Start Passage to read

Let's now turn briefly to the Division's biggest project from last year — executive compensation disclosure. This historic rulemaking — the first revisions in this critically important area since 1993 — was unanimously adopted by the Commission last July.7 The new rules address disclosure of stock option granting practices as well. The rules are first applicable for the proxy season we are now entering. From all I read, I believe it is fair to say that investors are waiting to see the results. So are we in the Division. We are developing a plan for targeted reviews of a critical mass of these new disclosures, and we are also planning to prepare a report in some form to assist in conveying our observations to issuers for the next proxy season. We also are in the process of receiving comments on interim final amendments to the new rules adopted in December. These comments, plus our targeted reviews, could result in rulemaking refinements for the next proxy season. So, stay tuned.

5. Proxy Access.

End Passage to read
Start Listed records

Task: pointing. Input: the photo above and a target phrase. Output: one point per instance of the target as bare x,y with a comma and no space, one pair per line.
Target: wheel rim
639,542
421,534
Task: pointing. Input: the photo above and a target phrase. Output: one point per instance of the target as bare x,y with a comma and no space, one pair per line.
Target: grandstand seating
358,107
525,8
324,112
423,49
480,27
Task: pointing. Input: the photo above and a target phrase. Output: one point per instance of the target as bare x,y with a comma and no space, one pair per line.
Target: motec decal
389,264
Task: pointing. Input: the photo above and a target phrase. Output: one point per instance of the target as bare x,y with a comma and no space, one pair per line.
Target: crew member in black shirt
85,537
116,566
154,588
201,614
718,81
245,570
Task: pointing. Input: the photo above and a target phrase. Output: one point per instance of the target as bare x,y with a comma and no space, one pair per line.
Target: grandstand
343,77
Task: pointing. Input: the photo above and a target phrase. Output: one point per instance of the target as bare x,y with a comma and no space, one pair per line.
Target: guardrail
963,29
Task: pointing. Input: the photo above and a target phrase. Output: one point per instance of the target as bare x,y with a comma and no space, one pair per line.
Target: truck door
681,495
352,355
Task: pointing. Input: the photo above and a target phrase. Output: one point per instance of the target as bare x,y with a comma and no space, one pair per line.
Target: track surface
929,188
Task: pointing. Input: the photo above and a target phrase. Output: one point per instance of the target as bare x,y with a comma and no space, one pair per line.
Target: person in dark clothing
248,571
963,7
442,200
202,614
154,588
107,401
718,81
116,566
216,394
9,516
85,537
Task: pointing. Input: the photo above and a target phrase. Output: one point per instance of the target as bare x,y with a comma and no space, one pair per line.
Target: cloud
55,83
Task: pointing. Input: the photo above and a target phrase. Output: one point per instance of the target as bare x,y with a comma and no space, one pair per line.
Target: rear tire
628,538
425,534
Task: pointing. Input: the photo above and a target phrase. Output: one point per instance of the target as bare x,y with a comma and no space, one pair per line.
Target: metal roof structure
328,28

End Listed records

= Description of the task =
Extend the passage on executive compensation disclosure, picking up right after its final line. The records were drawn from a separate source.

= Result of the exercise =
It would probably be misleading or certainly at least contrary to my stated goal here today of promoting transparency if I did not take up the question of shareholder access to corporate proxies as my next topic after discussing these four pending or completed rulemakings. For almost six months, after all, we have been looking at possible rulemaking in this area. I feel as if it is the elephant in the room at every conference at which I speak.

On September 7 of last year, as I assume most of you know, the Commission issued a press release8 in response to the Second Circuit's decision in AFSCME v. AIG.9 That case disagreed with the staff's longstanding interpretation of Rule 14a-8 that companies may exclude shareholder proposals concerning processes for conducting future elections (such as requiring shareholder nominees to be included on the company proxy) under the proxy rules. As described in the Commission's September press release, the Division has been working on a staff proposal to the Commission to address the issues raised by the AFSCME case and shareholder access to proxy statements more generally.

The project was more difficult than initially anticipated. We have issued one Rule 14a-8 letter in this area so far in which the staff told Hewlett Packard (who asserted that it was subject to the jurisdiction of the Ninth Circuit) that due to the uncertainty raised by the Second Circuit's AFSCME decision we could not express a view at this time. I don't have much more to say at this point, but understand that our goal, as previewed by Chairman Cox, remains to act in time for the 2008 proxy season.

6. International Financial Reporting Standards.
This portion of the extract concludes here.